— Текст для чтения —
++++

После двух сумбурных недель на Готланде свадебное путешествие продолжилось, цель – санаторий в высокогорном норвежском Гёусдале. Поездка выдалась мучительной и долгой. Два дня они проводят в Осло, где видят Генрика Ибсена, направлявшегося к собственному столику в Grand Café. Далее предстоит девятичасовой путь до санатория. В Гёусдале им достается маленький коттедж – hytte, расположенный намного выше главного здания. Дора пребывает в невыносимо дурном настроении, но Лев делает все возможное, чтобы успокоить ее, читает вслух, водит на прогулки по живописным окрестностям.

Во время одной такой прогулки Дора внезапно забирается на большой камень и прыгает вниз на прямых ногах. Она вдруг становится белой, как снег. Ночью у нее начинается сильное кровотечение. Лев, полагавший, что врач из санатория при осмотре проявил необоснованную назойливость, срочно вызывает тестя. Вестерлунд объясняет происшедшее тем, что Доре вредно по несколько раз в день подниматься и спускаться по крутой лестнице, чтобы попасть в их домик. Необходим переезд в главное здание. И видимо, только к концу лета Лев догадался, что речь скорее всего шла о выкидыше.

Планы поехать в Англию после двух месяцев в Норвегии приходится забыть. Как только Дора набирается сил, они возвращаются в Швецию. Остаток лета проходит в более идилличной обстановке в имении Хальмбюбуда (Halmbyboda) прихода Фунбу, в миле от Уппсалы. В этом построенном в 1880-х величественном здании в стиле неоренессанс молодой Эрнст Вестерлунд появился в качестве домашнего учителя, чтобы потом выкупить поместье у родственников жены. Покой восстановлен, и здоровье юных супругов поправилось.

Лев учит язык, постигает особенности жизни в Швеции, общается с тестем – теперь на равных. Но в сознание наведываются мысли о будущем. Где жить – в Швеции или в России? Вестерлунд считает, что Лев мог бы заняться хозяйством в Хальмбюбуде, но русского эта идея не прельщает. Девиз Вестерлунда «Работай и приноси пользу» он, разумеется, разделяет, но мечтает поселиться в Ясной Поляне и вслед за отцом вести хозяйство в имении и заниматься сочинительством.

Лев делится этими планами с матерью, но та быстро возвращает его с небес на землю. Во-первых, вопрос владения запутан и трудно разрешим: половина имения принадлежит Софье Андреевне, половина восьмерым детям. Родители живы и, хотя отец с сыном в письмах уверяют друг друга в любви, на месте между ними неизбежно возникают конфликты. Софья Андреевна была реалисткой: обзаведитесь собственным имением и живите собственной жизнью. Так будет спокойнее всем. А вернувшись домой, ты наверняка снова заболеешь. Льву приходится согласиться. Ясная Поляна – необъятное поле деятельности. Заставляет задуматься и новость о желании отца быть похороненным в Ясной Поляне. Не превратит ли это Ясную Поляну в место паломничества, где невозможна нормальная семейная жизнь?

++++

— Данные для анализа —
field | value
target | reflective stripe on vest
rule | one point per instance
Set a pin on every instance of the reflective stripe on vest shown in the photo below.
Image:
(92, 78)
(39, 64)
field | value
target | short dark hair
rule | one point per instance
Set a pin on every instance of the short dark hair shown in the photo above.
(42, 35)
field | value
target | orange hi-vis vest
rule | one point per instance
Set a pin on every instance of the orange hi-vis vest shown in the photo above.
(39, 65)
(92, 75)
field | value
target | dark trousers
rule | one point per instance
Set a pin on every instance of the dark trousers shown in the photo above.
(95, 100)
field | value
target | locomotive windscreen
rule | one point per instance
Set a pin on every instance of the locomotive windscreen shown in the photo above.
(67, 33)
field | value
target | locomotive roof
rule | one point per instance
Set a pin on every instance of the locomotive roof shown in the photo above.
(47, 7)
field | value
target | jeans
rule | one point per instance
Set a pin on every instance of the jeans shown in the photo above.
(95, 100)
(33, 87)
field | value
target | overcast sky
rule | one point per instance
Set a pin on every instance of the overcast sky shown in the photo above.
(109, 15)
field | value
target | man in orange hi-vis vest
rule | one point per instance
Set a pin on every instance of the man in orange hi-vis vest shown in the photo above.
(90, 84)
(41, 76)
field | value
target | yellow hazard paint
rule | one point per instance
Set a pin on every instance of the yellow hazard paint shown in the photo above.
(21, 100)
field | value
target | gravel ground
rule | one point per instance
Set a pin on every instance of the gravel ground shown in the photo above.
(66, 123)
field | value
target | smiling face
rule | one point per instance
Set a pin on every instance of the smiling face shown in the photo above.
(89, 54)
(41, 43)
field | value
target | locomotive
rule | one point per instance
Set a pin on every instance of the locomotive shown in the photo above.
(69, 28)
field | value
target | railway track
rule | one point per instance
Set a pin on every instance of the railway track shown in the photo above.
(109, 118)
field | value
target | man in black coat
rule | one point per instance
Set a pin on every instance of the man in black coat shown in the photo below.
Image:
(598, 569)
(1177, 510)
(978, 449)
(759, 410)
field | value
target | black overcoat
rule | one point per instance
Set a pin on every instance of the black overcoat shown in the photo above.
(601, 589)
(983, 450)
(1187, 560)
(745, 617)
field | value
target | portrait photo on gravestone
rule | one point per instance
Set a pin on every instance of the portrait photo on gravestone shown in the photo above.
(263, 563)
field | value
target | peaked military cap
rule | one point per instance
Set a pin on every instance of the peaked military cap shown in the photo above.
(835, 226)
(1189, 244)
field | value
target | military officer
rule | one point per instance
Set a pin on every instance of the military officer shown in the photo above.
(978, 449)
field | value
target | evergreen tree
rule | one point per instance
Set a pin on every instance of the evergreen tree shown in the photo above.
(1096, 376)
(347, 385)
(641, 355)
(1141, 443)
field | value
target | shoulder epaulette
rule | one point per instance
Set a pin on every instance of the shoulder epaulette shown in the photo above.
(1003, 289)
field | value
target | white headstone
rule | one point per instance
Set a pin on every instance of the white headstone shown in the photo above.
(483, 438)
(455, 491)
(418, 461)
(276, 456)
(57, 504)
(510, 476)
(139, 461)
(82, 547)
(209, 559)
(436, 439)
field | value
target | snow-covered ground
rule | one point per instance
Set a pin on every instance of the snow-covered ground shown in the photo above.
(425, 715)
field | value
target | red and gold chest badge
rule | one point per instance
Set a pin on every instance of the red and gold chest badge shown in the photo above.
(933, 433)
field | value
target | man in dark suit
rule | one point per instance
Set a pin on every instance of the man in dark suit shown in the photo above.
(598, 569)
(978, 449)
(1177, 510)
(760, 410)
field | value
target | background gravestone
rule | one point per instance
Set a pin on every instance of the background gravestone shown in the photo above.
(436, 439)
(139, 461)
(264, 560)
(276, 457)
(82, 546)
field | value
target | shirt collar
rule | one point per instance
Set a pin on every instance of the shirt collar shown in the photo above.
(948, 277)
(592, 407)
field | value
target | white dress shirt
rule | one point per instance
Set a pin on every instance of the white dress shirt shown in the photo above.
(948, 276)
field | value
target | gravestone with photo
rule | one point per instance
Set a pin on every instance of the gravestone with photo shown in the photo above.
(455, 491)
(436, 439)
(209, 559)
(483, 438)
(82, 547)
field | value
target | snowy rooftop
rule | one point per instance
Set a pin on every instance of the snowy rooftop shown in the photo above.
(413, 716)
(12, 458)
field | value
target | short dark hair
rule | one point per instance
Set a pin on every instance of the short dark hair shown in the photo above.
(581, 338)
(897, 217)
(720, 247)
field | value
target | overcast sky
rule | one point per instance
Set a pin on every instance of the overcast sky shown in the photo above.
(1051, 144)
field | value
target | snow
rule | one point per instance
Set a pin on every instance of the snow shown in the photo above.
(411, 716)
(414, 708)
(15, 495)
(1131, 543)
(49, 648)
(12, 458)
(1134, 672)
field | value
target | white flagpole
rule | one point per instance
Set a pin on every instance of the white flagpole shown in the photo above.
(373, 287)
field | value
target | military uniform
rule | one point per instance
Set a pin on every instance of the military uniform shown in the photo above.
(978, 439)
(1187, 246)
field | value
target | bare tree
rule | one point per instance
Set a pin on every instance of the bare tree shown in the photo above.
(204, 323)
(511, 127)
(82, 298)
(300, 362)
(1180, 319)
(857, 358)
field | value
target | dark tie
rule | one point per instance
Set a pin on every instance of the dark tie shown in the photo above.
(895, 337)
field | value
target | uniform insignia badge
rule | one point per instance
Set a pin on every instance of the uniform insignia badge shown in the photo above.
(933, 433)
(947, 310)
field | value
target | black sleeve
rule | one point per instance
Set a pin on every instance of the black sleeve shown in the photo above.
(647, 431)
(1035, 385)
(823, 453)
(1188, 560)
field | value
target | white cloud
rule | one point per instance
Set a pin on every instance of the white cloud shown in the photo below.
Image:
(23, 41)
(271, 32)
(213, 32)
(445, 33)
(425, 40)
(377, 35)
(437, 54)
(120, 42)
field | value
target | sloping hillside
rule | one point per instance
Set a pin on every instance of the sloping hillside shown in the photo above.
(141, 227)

++++

— Проверьте понимание —
A - Перепишите из текста для чтения фрагмент, который начинается словами «Лев делится этими» и заканчивается словами «нормальная семейная жизнь?».
B - Сколько часов, согласно тексту для чтения, занимал путь от Осло до санатория?

— Ответы к заданиям —
A -
Лев делится этими планами с матерью, но та быстро возвращает его с небес на землю. Во-первых, вопрос владения запутан и трудно разрешим: половина имения принадлежит Софье Андреевне, половина восьмерым детям. Родители живы и, хотя отец с сыном в письмах уверяют друг друга в любви, на месте между ними неизбежно возникают конфликты. Софья Андреевна была реалисткой: обзаведитесь собственным имением и живите собственной жизнью. Так будет спокойнее всем. А вернувшись домой, ты наверняка снова заболеешь. Льву приходится согласиться. Ясная Поляна – необъятное поле деятельности. Заставляет задуматься и новость о желании отца быть похороненным в Ясной Поляне. Не превратит ли это Ясную Поляну в место паломничества, где невозможна нормальная семейная жизнь?

B - Девять часов.